* Written task 1:
Retype the rows below word for word, starting at the line that contains "the wooden veranda" and continuing through the last line of the rows. Leave any pictures out of your answer.

Exercise 6.6 (Interpreting the difference between Spearman and Pearson correlation) For two variables of your choice, compute both the spearman and pearson correlation coefficient. Are they different? How different are they? What do you think this means?

Exercise 6.7 (Computing many correlations on the same dataset) For datasets with multiple quantitative variables, a straightforward question is to ask ‘which variables are correlated with each other?’. The built-in cor() function makes use of vectorization (See Section 4.3.3) to make this a straightforward question to ask.

  • Select all numeric columns of the grassland_traits_environment dataset:

    numeric_columns <- sapply(grassland_traits_environment, is.numeric)
    grassland_numeric_df <- grassland_traits_environment[numeric_columns]
  • Compute pairwise correlations of all variable pairs:

    cor(grassland_numeric_df, use = 'complete.obs')

What does the output look like? How do you interpret all these numbers? What does use = "complete.obs" do (Hint: check the documentation with ?cor)?

6.4 Testing and interpretation (and how to build an argument)

From Note 6.1 it has become clear that a correlation coefficient of zero indicates no relationship. But when do we call a non-zero correlation coefficient sufficiently large to indicate a significant relationship? This is a question that typically lends itself for a statistical approach! In Section 6.4.1 we will not go into too much detail, but a brief description of how significance testing for correlation coefficients work is necessary to interpret results. Once we have established how to determine which correlation coefficients can be seen as statistically significant, we ask the question “how to interpret a significant correlation?” in Section 6.4.2.

Testing

The main points for statistical testing of correlation coefficients are bundled in Note 6.2.

Note 6.2: Correlation coefficient significance testing

To test whether a correlation coefficient is (statistically) significantly different from zero, we take into account three things:

  • Sample size (n): with larger samples we are more confident our observation is ‘real’
  • Magnitude of the correlation coefficient: a larger coefficient is more likely to be significant
  • Chosen significance level (\(\alpha\)): the typical statistical approach, we test a null hypothesis \(H_0: r = 0\), if the p-value is smaller than \(\alpha\) we conclude significance.

* Written task 2:
Repeat the correlation text above verbatim from "Exercise 6.7 (Computing" up to and including "<- sapply(grassland_traits_environment, is.numeric)".

* Data shown:
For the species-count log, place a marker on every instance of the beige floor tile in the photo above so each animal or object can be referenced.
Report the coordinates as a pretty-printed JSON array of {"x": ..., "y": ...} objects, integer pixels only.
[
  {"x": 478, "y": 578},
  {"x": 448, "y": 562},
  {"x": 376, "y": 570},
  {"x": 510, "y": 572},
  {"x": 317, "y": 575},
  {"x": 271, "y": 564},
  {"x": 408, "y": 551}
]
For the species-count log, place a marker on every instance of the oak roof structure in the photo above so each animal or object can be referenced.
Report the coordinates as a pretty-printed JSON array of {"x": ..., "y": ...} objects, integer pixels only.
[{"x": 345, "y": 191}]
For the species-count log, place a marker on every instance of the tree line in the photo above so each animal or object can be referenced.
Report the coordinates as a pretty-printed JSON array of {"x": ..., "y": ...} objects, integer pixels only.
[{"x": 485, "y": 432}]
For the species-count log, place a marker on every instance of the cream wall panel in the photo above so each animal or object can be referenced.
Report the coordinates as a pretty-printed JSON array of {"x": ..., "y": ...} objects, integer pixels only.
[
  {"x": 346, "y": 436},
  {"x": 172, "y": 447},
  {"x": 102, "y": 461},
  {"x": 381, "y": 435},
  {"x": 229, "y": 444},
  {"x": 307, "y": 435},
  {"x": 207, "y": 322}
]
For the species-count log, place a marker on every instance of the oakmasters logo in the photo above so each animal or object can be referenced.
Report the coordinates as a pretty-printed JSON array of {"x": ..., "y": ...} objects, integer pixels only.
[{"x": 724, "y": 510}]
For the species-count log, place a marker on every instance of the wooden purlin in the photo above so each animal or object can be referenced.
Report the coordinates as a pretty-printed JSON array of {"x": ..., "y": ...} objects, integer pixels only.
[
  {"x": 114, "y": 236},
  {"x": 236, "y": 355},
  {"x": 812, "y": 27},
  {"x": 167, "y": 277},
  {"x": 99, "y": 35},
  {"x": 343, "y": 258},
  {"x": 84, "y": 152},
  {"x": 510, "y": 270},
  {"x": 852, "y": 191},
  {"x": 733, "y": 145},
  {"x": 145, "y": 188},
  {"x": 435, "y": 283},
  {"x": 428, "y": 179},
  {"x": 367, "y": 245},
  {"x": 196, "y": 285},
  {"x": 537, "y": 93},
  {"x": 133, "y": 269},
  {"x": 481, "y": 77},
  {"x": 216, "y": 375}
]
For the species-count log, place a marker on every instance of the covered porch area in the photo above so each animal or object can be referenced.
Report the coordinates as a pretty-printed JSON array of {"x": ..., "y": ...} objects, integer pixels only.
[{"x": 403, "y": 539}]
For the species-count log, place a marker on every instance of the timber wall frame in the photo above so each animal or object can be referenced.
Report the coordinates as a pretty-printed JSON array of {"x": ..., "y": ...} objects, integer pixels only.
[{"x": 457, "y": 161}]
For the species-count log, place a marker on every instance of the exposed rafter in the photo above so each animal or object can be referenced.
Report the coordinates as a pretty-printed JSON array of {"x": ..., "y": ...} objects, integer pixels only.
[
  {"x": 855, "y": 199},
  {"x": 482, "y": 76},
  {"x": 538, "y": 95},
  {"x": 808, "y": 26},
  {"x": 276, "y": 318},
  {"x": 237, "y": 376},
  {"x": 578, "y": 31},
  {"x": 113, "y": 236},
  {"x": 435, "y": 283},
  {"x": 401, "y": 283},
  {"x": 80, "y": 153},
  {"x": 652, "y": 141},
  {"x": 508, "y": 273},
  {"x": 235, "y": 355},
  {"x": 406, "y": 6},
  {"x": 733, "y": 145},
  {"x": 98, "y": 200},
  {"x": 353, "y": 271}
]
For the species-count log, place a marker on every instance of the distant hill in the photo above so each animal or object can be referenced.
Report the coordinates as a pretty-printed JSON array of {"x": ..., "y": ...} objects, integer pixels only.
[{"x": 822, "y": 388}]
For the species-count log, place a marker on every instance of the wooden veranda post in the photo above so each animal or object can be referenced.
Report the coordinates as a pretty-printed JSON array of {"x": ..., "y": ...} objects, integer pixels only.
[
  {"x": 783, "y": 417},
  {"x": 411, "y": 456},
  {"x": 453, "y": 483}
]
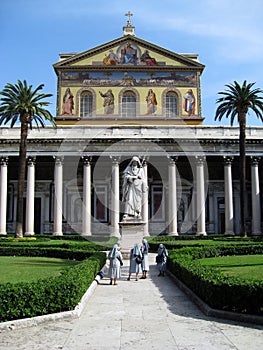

* Task output 1:
For the species-count log, place a marker on every instance of the wooden veranda post in the photo above so each animal or object can be referenced.
Report the coordinates as a pretty-printed JSON array of {"x": ..., "y": ...} objects, integer pixels only.
[
  {"x": 783, "y": 417},
  {"x": 411, "y": 456},
  {"x": 453, "y": 483}
]

* Task output 2:
Exercise 6.7 (Computing many correlations on the same dataset) For datasets with multiple quantitative variables, a straightforward question is to ask ‘which variables are correlated with each other?’. The built-in cor() function makes use of vectorization (See Section 4.3.3) to make this a straightforward question to ask.

  • Select all numeric columns of the grassland_traits_environment dataset:

    numeric_columns <- sapply(grassland_traits_environment, is.numeric)